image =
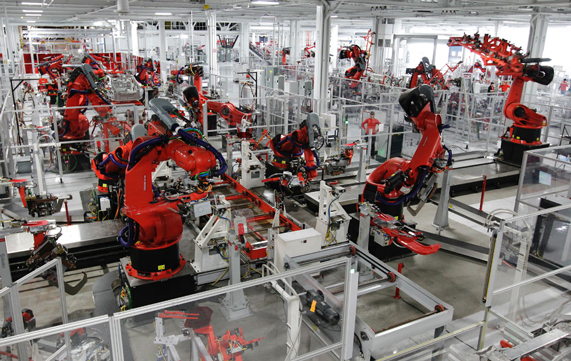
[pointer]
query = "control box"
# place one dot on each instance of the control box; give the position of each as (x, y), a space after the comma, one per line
(296, 243)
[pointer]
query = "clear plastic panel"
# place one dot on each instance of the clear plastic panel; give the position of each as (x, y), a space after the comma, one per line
(532, 271)
(87, 342)
(456, 342)
(252, 322)
(544, 179)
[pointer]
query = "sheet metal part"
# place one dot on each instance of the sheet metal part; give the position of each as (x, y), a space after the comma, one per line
(84, 234)
(439, 313)
(535, 344)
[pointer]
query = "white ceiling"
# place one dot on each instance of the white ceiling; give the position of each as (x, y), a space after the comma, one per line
(475, 12)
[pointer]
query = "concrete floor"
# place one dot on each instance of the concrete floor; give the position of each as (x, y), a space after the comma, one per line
(455, 279)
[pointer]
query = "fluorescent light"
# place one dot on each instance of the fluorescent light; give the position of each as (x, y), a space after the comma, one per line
(265, 2)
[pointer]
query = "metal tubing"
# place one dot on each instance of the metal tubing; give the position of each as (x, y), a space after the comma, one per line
(397, 291)
(18, 322)
(321, 351)
(64, 315)
(349, 310)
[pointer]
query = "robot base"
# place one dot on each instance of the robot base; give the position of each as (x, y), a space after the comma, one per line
(76, 161)
(513, 152)
(383, 253)
(146, 292)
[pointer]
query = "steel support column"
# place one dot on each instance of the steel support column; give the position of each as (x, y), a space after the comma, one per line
(323, 33)
(163, 51)
(377, 51)
(244, 42)
(134, 39)
(294, 42)
(211, 53)
(535, 45)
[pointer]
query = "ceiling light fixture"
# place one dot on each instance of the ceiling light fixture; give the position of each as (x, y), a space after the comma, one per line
(265, 2)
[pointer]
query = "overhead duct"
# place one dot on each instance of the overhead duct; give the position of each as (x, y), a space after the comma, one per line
(123, 6)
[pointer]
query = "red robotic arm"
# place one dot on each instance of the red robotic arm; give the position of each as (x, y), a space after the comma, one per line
(155, 225)
(52, 67)
(510, 61)
(429, 74)
(147, 74)
(82, 89)
(398, 181)
(195, 99)
(359, 56)
(288, 151)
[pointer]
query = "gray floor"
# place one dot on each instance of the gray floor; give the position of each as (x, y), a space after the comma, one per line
(455, 279)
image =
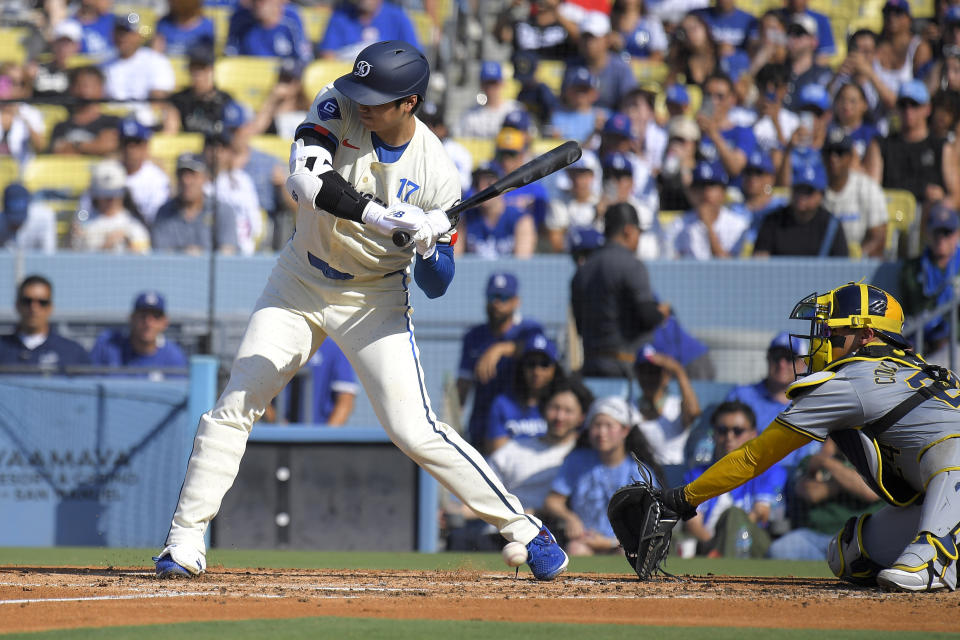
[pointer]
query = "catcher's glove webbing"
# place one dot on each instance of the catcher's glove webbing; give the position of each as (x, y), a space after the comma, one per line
(642, 524)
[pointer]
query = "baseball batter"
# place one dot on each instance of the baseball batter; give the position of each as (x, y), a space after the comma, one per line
(362, 166)
(894, 416)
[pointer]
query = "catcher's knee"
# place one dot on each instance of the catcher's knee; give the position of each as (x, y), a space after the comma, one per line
(847, 557)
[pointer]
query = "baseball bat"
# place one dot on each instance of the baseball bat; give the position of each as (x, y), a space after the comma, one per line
(540, 167)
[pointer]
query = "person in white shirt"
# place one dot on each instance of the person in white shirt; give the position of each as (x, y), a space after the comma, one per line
(485, 119)
(709, 229)
(665, 417)
(148, 184)
(26, 225)
(576, 207)
(109, 226)
(527, 466)
(853, 197)
(137, 72)
(234, 186)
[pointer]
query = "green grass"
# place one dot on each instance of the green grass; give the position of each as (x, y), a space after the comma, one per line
(311, 628)
(109, 557)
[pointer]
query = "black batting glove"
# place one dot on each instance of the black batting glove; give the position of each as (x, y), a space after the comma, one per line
(676, 500)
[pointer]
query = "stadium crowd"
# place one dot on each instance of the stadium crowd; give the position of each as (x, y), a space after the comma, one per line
(711, 129)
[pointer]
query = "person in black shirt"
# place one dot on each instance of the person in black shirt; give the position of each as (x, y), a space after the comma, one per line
(803, 227)
(200, 107)
(87, 130)
(613, 305)
(34, 344)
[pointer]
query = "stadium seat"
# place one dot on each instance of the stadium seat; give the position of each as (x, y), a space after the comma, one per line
(166, 147)
(314, 21)
(248, 79)
(11, 44)
(61, 175)
(481, 149)
(320, 73)
(221, 25)
(274, 145)
(901, 212)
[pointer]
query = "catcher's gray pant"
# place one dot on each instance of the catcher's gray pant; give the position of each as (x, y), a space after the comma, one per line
(371, 322)
(918, 537)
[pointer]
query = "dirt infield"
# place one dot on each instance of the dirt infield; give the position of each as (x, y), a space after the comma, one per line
(33, 599)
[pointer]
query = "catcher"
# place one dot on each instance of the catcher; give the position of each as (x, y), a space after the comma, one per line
(893, 415)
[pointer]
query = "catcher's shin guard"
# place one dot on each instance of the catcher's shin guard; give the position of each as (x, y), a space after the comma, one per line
(847, 557)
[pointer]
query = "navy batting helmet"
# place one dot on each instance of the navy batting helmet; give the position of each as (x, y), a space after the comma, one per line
(384, 72)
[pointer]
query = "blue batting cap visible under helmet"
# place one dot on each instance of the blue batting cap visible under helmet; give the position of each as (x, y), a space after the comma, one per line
(384, 72)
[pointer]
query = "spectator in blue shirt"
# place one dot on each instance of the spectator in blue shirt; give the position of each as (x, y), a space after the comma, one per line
(354, 25)
(590, 475)
(487, 355)
(142, 345)
(34, 343)
(183, 28)
(744, 513)
(268, 28)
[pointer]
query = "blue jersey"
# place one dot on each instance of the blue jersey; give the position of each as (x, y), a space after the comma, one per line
(767, 487)
(532, 198)
(511, 419)
(589, 485)
(495, 241)
(180, 40)
(345, 32)
(728, 28)
(476, 341)
(113, 349)
(56, 352)
(98, 37)
(332, 374)
(286, 39)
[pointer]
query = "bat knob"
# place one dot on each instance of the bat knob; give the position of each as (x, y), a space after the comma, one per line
(401, 238)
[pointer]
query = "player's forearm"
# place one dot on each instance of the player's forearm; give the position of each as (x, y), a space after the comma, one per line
(745, 463)
(434, 274)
==================================================
Copy out the entries verbatim and leave the images out.

image =
[pointer]
query = "control box"
# place one dot on each instance of the control box; give the position of each as (x, y), a space after the comma, one per line
(296, 243)
[pointer]
query = "clear plastic panel"
# place one dot on each instance of the clear plastic panel; give the position of each as (x, y), a space after the comma, one per line
(532, 271)
(87, 342)
(456, 342)
(252, 322)
(544, 179)
[pointer]
query = "sheet metal part"
# place one dot on each instance of the sheet metal part; give the position of each as (x, y), a space after the comma, one per line
(84, 234)
(439, 313)
(535, 344)
[pointer]
query = "white ceiling"
# place one dot on each instance of the white ceiling; give the position of each as (x, y), a space after the comma, one per line
(475, 12)
[pointer]
query = "concrete floor"
# place one dot on each instance of the concrete floor; give the position of each as (x, y), a space after the comma, one per line
(455, 279)
[pointer]
query = "fluorescent light"
# place one dot on each instance of the fluorescent light; give the position of each as (x, y), a space after the comma, one per line
(265, 2)
[pointer]
query = "metal tubing"
# place one dot on each instance of the metal tubing; give the position of each as (x, y), a space after the comma, one per line
(397, 291)
(18, 322)
(321, 351)
(64, 315)
(349, 310)
[pointer]
query = "robot base"
# place one dot on each instance of the robot base; give the position of each as (x, y), a space after the comma, one per line
(76, 161)
(513, 152)
(383, 253)
(146, 292)
[pointer]
query = "steel support column"
# place one dot on each instance of the steel support column; give the position of each as (x, y), a space after the comma, one per line
(323, 33)
(163, 51)
(377, 51)
(244, 42)
(134, 39)
(294, 42)
(211, 53)
(535, 45)
[pointer]
query = "ceiling light fixture"
# place one dot on each instance of the ceiling light fixture; give the position of each as (x, y), a space after the comma, one per line
(265, 2)
[pointer]
query = "overhead duct"
# place one dot on each instance of the overhead duct; give the position of each as (x, y), a space after the comma, one per line
(123, 6)
[pointer]
query = "red robotic arm"
# place one dot on each instance of the red robotic arm; give the position of each as (x, y), a space after the comma, one per line
(155, 225)
(52, 67)
(510, 61)
(429, 74)
(147, 74)
(82, 89)
(398, 181)
(195, 99)
(359, 56)
(288, 151)
[pointer]
query = "gray floor"
# place one dot on each instance of the gray floor; give the position of each as (x, y), a space after the comma, one per line
(455, 279)
image =
[pointer]
query = "catcher's glove webbing"
# place one dot on each instance of the catcher's glove webbing; give the position of each as (x, y), a space after the comma, one per line
(642, 524)
[pointer]
query = "baseball batter"
# place one dot on each instance of the baseball batter; give the position of each as (x, y), a space after the comma, one per line
(362, 166)
(894, 416)
[pointer]
query = "catcher's knee"
# place one dot on each instance of the catcher's knee; give the position of each as (x, y), a space after the comma, one per line
(847, 557)
[pointer]
query = "baseball bat"
# place one dot on each instance of the baseball bat; give the position of each as (x, y), a space after the comma, one per line
(540, 167)
[pointer]
query = "person in white shirt"
# place one dot on each instance of the person in white shirt; give the position of each as (x, y), a space after the comma, one per line
(485, 119)
(709, 229)
(665, 417)
(148, 184)
(26, 225)
(576, 207)
(109, 226)
(527, 466)
(853, 197)
(137, 72)
(234, 186)
[pointer]
query = "green grass"
# place one dot on each instance of the green grass; give the position of each as (x, y), a space after the comma, one per line
(311, 628)
(109, 557)
[pointer]
query = "black batting glove"
# place one dot on each instance of the black batting glove; give the position of each as (x, y), a space after the comma, one per line
(676, 500)
[pointer]
query = "stadium crowd"
# place one dot on each instance of the stadium crowd; give the position of each as (x, y), a space after the comma, one per line
(711, 129)
[pointer]
query = "person in black shirt"
# place one dot on each instance of the person in black shirt; give the position of each as (x, y), a space after the comma, one per line
(803, 227)
(200, 107)
(87, 130)
(613, 305)
(34, 344)
[pointer]
query = "stadium seat"
# place one dot on each instance of the stadium seat; give the position of each as (x, y), a space after the comma, one per line
(166, 147)
(314, 21)
(248, 79)
(11, 44)
(61, 175)
(481, 149)
(320, 73)
(221, 25)
(274, 145)
(901, 212)
[pointer]
query = "catcher's gray pant"
# place one dot on each instance of the catcher's gray pant; give the position of each as (x, y), a space after the comma, one per line
(371, 322)
(918, 537)
[pointer]
query = "dirt infield"
# place one dot on each instance of the dirt infield; give the position of each as (x, y), a space after the comma, one per line
(33, 599)
[pointer]
query = "catcher"
# place one dot on each instance of the catcher; give the position of each as (x, y), a space after the comma, one per line
(893, 415)
[pointer]
query = "catcher's shin guard"
# place one dot on each instance of the catcher's shin guard; give the position of each as (x, y), a space after the comma, one per line
(847, 557)
[pointer]
query = "navy batting helmet"
# place one dot on each instance of the navy batting helmet; give the position of each as (x, y), a space after the comma, one per line
(384, 72)
[pointer]
query = "blue batting cap visible under helmet"
# place one dot on each instance of the blue batting cap visible under helmet; give the position of each as (x, y), a space after the comma, one per line
(384, 72)
[pointer]
query = "spectator in blue shirt"
# place one dot on each instance of the spectator in blue shirt; give the position of each as (x, y), a space after the comma, one per line
(354, 25)
(590, 475)
(487, 355)
(142, 345)
(34, 343)
(183, 28)
(744, 513)
(268, 28)
[pointer]
query = "blue jersey"
# place one dot on each instance of the blue jersey; give the position of each as (x, y), a space after the comma, one per line
(767, 487)
(532, 198)
(511, 419)
(589, 485)
(495, 241)
(180, 40)
(345, 32)
(728, 28)
(476, 341)
(113, 349)
(56, 352)
(98, 37)
(332, 374)
(286, 39)
[pointer]
query = "bat knob"
# place one dot on each instance of the bat knob; give the position of each as (x, y), a space after the comma, one per line
(401, 238)
[pointer]
query = "player's forearm"
# place one dot on each instance of the player's forearm; give the position of each as (x, y), a space after the comma, one per line
(745, 463)
(434, 274)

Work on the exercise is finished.